[SELECTED EXCERPT]
And so to You who is the source of a love so great and eternal, unchanging and unfailing; to You who gives the best, not just good but perfect gifts and treats; to You who is the source of joy and peace that never run out and which do not yield to the storms of life; and to You, my Father, my friend, who delights in me and loves me like no other, to You I give all glory, praise and honor for what you have done in the past 26 years, and for what you will continue to do in the next many many more years! I love you Lord and Thank you!


With a grateful heart,
Katy

Saturday, March 21, 2015

The Search for the Best Throat Reliever

As a singer (ehem..ehem) even only during weekends in church, throat discomfort is big deal for me. What's even ironic is how easily I get it even just by eating a piece of chocolate or any sweets, failing to drink water, and talking for more than 30 mins.

I give lectures in the hospital so this is difficult to avoid but I try my best to rest my voice whenever I can. I always have water with me for emergency and I drink lots of it too. I try to avoid cold drinks including cold water, as well as fruit juices that dry the throat. I really try to suppress my urge to eat ice cream but when all strategies fail..hehe..I let the ice cream melt in my mouth first so the temperature is higher when it reaches my throat. Finally, I have my go to rituals to prevent sore throat such as drinking apple cider tonic with honey or hot tea with honey, using an antibacterial gargle, and taking an antibacterial lozenge.
[/SELECTED EXCERPT]
[EXTRACTED RECORDS]
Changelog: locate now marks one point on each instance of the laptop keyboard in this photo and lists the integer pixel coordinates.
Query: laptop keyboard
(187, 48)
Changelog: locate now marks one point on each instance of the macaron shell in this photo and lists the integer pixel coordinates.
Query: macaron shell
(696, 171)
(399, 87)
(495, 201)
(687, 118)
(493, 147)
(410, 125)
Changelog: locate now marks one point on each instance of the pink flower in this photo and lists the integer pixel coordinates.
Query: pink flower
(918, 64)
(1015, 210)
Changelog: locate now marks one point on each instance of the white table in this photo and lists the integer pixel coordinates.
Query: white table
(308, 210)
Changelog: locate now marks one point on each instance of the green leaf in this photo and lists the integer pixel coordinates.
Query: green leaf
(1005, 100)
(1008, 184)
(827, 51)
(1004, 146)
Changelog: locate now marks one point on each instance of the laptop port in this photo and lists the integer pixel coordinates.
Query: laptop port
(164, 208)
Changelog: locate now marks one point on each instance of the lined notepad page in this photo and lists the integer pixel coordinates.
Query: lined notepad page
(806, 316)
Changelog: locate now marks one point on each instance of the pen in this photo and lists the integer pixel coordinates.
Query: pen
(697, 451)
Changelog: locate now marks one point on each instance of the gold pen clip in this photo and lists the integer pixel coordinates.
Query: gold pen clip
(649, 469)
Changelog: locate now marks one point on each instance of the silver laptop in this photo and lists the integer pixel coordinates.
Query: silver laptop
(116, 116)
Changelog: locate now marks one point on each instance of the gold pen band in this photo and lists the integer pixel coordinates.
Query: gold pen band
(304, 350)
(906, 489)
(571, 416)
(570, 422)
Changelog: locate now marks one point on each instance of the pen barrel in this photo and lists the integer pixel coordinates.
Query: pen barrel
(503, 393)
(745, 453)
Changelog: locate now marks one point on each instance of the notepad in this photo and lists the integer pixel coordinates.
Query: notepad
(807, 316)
[/EXTRACTED RECORDS]
__WORK INSTRUCTIONS__:
Rewrite the paragraph in the selected excerpt that begins "I give lectures in the hospital" as a short bulleted list of the throat-care habits it describes.

__EXPECTED OUTPUT__:
- Rests the voice whenever possible, though giving lectures in the hospital makes strain hard to avoid.
- Always carries water for emergencies and drinks plenty of it.
- Avoids cold drinks, including cold water, and fruit juices that dry the throat.
- Tries not to eat ice cream. When that fails, lets it melt in the mouth first so it is warmer by the time it reaches the throat.
- Prevents sore throat with apple cider tonic with honey or hot tea with honey, an antibacterial gargle, and an antibacterial lozenge.